■ **TUGAS YANG DIKERJAKAN**
Lanjutkan tulisan refleksi diri di bawah, tentang kabar pernikahan seseorang dari masa lalu penulisnya, mulai sesudah kalimat terakhirnya.

■ **TEKS BACAAN**
○ ○ ○

Thursday 13 August 2015

Refleksi Diri

Sabtu, 8 Agustus.

Sabtu malam itu terasa sangat membosankan, kenyataan bahwa esok adalah hari Minggu pun tak mampu membuat gue tersenyum. Ditengah heningnya malam yang terganggu suara nyamuk berseliweran, gadget gue berbunyi.

"PING!!!"

"Kenapa?"

"Lu diundang ga sama si anu?"

"Kaga, napa emang?"

"Dia mau merit minggu depan. Lu dateng ga?"

"Kaga! Makasih!"

Percakapan itupun gue cukupkan sampai sekian. Dan Sabtu malam pun terasa semakin dingin. Si "anu" yang dia maksud adalah seseorang yang pernah ada dalam hidup gue. Ga lama memang, tapi berita tentang pernikahnnya membuat gue jadi galau. Bukan karena kenyataan bahwa dia sekarang menjadi milik orang lain yang sah, atau karena lakinya lebih ganteng dari gue. Haha!

Kenyataan bahwa dia menyebar undangan lebih dulu adalah sebuah cambuk panas buat gue. Cemburu? Entahlah! Yang jelas gue tersadar akan suramnya hidup gue. Gue harus menerima kenyataan bahwa gue selama ini jalan ditempat. Sementara orang lain sudah menemukan arti hidupnya, gue masih sibuk mencari jati diri gue.

Tuhan sudah sangat adil untuk hal ini. Atas karunia-Nya kini dia bahagia dengan orang yang seharusnya. Yang mungkin itu ga akan terjadi kalau dia masih sama gue. Udah ah stop bahas dianya!

Sekarang balik lagi bahas soal gue.
Dari hasil sharing sama orang-orang yang berpengalaman di bidangnya, akhirnya gue dapet beberapa kesimpulan tentang apa sebenarnya yang jadi masalah gue.

Pertama.
Menurut beberapa pakar, galau yang gue rasain ada bukan galau biasa. Melainkan galau yang biasa aja. Mungkin karena hati gue yang terlalu sensitif jadi terlalu lebay buat menanggapinya.

○ ○ ○

■ **CATATAN DATA**
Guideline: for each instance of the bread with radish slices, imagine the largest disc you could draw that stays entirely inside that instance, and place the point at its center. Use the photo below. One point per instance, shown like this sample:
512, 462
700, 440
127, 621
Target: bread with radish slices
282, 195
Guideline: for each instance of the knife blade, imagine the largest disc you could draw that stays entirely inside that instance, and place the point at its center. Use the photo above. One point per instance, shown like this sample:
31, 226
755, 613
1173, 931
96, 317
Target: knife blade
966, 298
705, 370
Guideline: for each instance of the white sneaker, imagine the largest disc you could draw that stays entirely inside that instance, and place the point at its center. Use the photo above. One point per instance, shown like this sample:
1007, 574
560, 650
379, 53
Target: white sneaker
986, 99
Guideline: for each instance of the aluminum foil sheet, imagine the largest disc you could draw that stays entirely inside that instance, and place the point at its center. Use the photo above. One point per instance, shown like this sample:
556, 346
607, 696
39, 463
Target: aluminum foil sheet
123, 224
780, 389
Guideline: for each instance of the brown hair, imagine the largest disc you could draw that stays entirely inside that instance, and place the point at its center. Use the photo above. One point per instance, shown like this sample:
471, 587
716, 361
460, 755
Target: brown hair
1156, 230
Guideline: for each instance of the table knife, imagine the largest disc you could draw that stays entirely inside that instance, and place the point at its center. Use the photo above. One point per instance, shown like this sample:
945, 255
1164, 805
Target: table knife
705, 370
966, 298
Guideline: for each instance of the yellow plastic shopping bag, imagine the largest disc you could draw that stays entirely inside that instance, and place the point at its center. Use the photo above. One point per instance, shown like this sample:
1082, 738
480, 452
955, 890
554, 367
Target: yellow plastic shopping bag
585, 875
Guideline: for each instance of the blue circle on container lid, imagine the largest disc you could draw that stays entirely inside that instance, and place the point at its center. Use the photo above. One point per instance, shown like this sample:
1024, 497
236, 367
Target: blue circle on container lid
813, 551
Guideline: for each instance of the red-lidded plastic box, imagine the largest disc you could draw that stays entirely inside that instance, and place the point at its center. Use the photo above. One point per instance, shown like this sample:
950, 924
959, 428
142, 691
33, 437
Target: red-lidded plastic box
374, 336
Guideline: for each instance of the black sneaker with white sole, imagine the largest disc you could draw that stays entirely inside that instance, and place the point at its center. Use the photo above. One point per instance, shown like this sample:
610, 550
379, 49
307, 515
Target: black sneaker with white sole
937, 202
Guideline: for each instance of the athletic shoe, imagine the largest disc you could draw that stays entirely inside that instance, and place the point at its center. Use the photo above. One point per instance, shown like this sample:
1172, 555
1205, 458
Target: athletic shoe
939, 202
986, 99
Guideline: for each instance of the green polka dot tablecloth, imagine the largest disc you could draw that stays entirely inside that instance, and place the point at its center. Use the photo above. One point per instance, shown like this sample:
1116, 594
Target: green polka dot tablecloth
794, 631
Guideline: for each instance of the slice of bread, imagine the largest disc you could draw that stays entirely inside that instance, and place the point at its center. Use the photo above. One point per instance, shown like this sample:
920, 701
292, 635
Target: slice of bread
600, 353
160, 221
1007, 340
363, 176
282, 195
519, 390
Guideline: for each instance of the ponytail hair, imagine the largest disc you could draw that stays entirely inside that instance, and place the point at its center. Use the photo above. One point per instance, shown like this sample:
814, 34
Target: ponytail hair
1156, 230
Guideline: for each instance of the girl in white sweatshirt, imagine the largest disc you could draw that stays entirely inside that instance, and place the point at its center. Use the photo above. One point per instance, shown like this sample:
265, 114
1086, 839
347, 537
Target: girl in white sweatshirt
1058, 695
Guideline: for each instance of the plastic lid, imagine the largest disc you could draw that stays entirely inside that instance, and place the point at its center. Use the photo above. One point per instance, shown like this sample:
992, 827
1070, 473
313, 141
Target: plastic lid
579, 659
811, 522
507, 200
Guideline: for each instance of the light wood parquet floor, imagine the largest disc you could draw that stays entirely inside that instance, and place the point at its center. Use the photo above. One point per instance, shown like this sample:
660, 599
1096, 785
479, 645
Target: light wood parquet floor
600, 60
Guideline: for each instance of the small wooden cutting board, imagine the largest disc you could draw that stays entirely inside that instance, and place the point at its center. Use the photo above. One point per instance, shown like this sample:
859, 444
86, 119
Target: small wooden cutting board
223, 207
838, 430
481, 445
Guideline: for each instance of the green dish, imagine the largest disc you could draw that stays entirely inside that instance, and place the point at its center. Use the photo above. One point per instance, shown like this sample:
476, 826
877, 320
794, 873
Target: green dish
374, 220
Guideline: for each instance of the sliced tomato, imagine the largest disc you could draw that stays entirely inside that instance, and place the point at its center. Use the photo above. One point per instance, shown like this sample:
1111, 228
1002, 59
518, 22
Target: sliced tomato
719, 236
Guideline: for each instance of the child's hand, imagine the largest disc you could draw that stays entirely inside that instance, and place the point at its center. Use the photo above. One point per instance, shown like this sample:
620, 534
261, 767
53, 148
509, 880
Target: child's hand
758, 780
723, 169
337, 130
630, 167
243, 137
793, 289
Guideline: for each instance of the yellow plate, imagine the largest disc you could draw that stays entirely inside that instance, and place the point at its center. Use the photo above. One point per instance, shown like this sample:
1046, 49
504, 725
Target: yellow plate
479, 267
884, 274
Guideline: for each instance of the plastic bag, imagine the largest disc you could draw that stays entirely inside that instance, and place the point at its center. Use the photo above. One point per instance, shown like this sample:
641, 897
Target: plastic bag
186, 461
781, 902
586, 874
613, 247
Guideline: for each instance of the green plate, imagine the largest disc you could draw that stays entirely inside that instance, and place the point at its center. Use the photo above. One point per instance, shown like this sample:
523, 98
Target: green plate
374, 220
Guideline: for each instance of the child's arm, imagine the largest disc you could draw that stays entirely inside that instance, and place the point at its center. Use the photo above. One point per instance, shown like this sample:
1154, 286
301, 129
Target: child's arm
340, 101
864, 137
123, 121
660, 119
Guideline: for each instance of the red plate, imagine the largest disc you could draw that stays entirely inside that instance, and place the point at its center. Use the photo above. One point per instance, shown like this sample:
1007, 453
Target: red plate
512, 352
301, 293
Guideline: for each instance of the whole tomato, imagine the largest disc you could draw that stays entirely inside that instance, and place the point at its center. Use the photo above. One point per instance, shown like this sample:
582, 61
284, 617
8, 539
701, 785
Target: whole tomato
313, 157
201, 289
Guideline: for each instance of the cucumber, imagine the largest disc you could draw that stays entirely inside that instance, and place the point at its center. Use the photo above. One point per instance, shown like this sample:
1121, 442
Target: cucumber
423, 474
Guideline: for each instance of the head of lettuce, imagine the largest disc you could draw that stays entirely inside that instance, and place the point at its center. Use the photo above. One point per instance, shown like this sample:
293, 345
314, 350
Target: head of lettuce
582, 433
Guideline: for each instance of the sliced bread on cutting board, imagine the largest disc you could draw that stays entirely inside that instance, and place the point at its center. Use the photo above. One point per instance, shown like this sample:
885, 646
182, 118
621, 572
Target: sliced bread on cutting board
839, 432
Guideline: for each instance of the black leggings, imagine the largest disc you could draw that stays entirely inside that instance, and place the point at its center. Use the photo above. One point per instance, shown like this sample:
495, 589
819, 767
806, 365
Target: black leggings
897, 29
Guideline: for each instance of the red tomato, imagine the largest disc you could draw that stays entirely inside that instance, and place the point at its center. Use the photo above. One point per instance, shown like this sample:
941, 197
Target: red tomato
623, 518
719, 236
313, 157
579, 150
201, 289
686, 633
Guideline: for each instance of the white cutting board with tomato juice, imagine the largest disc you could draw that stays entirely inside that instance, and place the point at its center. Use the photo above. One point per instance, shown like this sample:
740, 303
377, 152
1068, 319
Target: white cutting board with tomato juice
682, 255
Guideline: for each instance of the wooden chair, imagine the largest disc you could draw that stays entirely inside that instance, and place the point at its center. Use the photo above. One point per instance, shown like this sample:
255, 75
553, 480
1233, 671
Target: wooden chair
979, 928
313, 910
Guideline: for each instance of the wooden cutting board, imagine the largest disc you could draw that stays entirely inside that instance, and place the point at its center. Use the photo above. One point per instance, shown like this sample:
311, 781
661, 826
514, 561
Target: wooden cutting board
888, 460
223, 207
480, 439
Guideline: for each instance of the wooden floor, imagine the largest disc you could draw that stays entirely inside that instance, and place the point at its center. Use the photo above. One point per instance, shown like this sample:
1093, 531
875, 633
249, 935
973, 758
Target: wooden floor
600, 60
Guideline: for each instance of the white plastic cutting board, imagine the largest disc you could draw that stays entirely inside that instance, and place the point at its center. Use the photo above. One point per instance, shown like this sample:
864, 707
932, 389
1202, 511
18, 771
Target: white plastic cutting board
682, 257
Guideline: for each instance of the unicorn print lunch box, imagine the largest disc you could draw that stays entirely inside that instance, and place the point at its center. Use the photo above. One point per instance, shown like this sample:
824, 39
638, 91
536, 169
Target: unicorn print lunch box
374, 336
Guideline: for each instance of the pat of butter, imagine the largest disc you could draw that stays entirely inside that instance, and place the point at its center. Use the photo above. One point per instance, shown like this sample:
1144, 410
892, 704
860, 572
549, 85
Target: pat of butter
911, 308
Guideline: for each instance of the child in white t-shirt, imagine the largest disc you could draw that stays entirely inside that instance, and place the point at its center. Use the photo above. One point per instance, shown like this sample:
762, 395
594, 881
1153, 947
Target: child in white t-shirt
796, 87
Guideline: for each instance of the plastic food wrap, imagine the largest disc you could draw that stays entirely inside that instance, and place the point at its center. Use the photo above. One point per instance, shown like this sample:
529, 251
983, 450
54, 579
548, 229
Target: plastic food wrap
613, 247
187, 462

○ ○ ○

■ **HASIL TUGAS**
Kedua.
Gue perlu waktu yang cukup banyak buat refreshing, menghilangkan segala penat yang timbul dari rutitinas yang mulai buat gue pengen muntah duit seratus ribuan terus gue masukin dompet buat biaya liburan. Buat merefresh kembali pikiran yang runyam.

Ketiga.
Gue harus bisa belajar ikhlas, ikhlas menerima kenyataan bahwa gue terlahir dalam keadaan yang sudah seharusnya. Bahwa gue ditakdirkan untuk berusaha lebih keras dari orang kebanyakan untuk bisa mempertahankan hidup dan harga diri gue. Dengan ikhlas, perlahan gue bisa mensyukuri semua keadaan. Mengambil hikmah dari semua kejadian yang gue alami.

Keempat.
Realistis! Ya realistis aja. Ga usah pengen segalanya bisa terjadi dengan cepat. Jalan hidup manusia sudah ditetapkan bahkan sejak masih dalam kandungan, hanya saja sejauh mana kita bisa melihat jalan itu?

So, jauhkan pikiran dari hal-hal negatif yang hanya membuat kita mengeluh dan lupa akan rasa syukur atas apa yang telah Tuhan berikan untuk kita. Tatap jalan didepanmu, dan mari tancap gas!!!

Terima kasih kawan.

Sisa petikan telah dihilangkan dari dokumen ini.